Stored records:
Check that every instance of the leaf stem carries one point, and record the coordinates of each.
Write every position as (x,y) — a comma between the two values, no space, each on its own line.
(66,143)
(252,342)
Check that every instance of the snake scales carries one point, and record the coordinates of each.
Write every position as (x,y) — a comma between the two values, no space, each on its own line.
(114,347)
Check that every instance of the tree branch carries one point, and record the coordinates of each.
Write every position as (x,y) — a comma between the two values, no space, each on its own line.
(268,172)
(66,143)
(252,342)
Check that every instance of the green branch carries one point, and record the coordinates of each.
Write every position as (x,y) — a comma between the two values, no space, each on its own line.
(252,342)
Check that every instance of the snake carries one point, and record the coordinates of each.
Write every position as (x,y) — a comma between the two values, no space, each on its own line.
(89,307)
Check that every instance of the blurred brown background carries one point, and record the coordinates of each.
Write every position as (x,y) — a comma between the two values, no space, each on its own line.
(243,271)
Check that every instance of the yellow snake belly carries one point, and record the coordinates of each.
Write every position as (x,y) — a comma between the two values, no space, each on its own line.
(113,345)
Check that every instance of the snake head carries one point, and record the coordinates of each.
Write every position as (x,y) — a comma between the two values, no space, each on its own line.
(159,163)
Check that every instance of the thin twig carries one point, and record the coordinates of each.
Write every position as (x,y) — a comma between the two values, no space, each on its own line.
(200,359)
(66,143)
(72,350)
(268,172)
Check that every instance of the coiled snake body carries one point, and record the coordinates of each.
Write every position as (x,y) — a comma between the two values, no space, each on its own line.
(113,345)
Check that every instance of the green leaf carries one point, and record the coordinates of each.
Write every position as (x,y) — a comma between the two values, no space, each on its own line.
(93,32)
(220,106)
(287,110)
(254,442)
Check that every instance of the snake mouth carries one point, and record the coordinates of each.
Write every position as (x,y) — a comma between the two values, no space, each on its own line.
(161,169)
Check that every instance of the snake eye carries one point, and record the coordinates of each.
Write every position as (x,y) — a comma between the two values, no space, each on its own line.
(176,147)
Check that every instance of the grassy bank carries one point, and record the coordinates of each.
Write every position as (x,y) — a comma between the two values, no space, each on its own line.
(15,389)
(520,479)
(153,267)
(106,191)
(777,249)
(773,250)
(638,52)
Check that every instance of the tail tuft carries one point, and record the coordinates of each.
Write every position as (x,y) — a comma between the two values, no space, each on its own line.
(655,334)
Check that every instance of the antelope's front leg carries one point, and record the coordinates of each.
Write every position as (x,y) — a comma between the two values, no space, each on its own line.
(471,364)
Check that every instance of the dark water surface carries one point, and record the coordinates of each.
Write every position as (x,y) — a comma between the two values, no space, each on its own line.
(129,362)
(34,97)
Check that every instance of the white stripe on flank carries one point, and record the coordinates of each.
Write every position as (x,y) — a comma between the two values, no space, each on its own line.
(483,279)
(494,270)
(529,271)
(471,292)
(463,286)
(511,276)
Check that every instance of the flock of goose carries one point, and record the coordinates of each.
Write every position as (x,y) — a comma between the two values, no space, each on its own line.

Brief
Copy the material above verbatim.

Task response
Check that every instance of the leaf stem carries one point, and record the coordinates of each.
Write every position as (x,y) — a comma between the two values, no space, each on its own line.
(66,143)
(252,342)
Check that every instance of the snake scales carries one point, and record the coordinates of each.
Write every position as (x,y) — a comma between the two values, no space, each on its own line.
(114,347)
Check that every instance of the tree branch carries one point, and record the coordinates of each.
Write every position as (x,y) — a comma between the two values, no space, each on its own line.
(268,172)
(66,143)
(252,342)
Check that every instance of the green branch carries one point, and record the coordinates of each.
Write every position as (x,y) — a comma between the two values, no space, each on its own line.
(252,342)
Check that every instance of the snake carries one point, and record the coordinates of each.
Write every position as (x,y) — a comma between the two values, no space, each on its own line.
(89,307)
Check that every instance of the blurred brown background carries one point, and record the coordinates of each.
Write every position as (x,y) — a comma between the two values, no space, each on its own line.
(243,271)
Check that every instance of the yellow snake belly carries one point, and record the coordinates of each.
Write every position as (x,y) — a comma between the two values, no space, each on its own line.
(113,345)
Check that every instance of the snake head carries one point, and record the coordinates of each.
Write every position as (x,y) — a comma between the two values, no space, each on its own line.
(159,163)
Check that every instance of the thin twig carries one point, and record the coordinates of each.
Write every position as (x,y) — a comma between the two values, no space, each on its own line.
(200,359)
(66,143)
(72,350)
(268,172)
Check that every instance of the coiled snake body carries one point, and record the coordinates of each.
Write every position as (x,y) — a comma between the two values, no space, each on its own line.
(113,345)
Check that every instance of the green leaf carries one point, and record the coordinates of each.
Write every position as (x,y) — a comma between the two values, no space, each on its own line.
(93,32)
(220,106)
(287,110)
(254,442)
Check that every instance of the snake mouth carries one point, and record the coordinates of each.
Write every position as (x,y) — a comma between the two values, no space, each on its own line.
(161,169)
Check that every instance of the snake eye carries one point, and record the coordinates of each.
Write every position as (x,y) — a comma between the two values, no space, each on its own line.
(176,147)
Check that every instance of the grassy bank carries one point, and record the coordinates of each.
Write every position as (x,y) — a comma between the two values, no space, each on its own line.
(15,389)
(520,479)
(153,267)
(106,191)
(777,249)
(773,250)
(638,52)
Check that every instance of the tail tuft carries one point, and record the coordinates of each.
Write every position as (x,y) — a comma between the two values, no space, each on its own line.
(655,334)
Check that every instance of the antelope's front leg carries one point, and record the coordinates of each.
Write every position as (x,y) — a comma between the two values, no space, each on its own line.
(471,364)
Check that every instance of the dark water surface carries one point, and record the coordinates of each.
Write every position as (x,y) — a comma between the two values, no space, each on its own line.
(129,362)
(34,97)
Check that every instance of the white stripe on flank carries one point, and record the coordinates of each.
Write every position as (x,y) — a comma between the two values, no space, each on its own line.
(483,279)
(494,270)
(529,271)
(471,292)
(463,286)
(511,276)
Check that every instance of the flock of goose carries one point, and record the coordinates of each.
Write every position as (x,y) — a comma between the two values, no space, each on its own line.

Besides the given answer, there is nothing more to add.